--- WRITTEN INSTRUCTION ---
Rewrite the lines below, putting "image coordinates" wherever "pixel coordinates" occurs and changing nothing else.

--- PROVIDED MATERIAL ---
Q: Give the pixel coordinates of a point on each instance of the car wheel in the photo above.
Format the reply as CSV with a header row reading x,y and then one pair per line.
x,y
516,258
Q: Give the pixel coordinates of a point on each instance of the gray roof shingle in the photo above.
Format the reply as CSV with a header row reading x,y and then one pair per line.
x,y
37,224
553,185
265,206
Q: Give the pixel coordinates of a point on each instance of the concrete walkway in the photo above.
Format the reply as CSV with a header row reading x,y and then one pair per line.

--- WRITTEN ANSWER ---
Q: Give the image coordinates of a point on each instance of the car wheel in the photo above.
Format the reply as CSV with a header row reading x,y and then one pair per line.
x,y
516,258
Q: Give the image coordinates of a point on each instance of the gray roof shingle in the photo above.
Format the reply as CSV with a header row reading x,y and then one pair per line.
x,y
37,224
553,185
265,206
Q: Give the image coordinates of a point on each instance of the concrete walkway in the photo above.
Format the reply as CSV with a header row reading x,y and then one pair per line.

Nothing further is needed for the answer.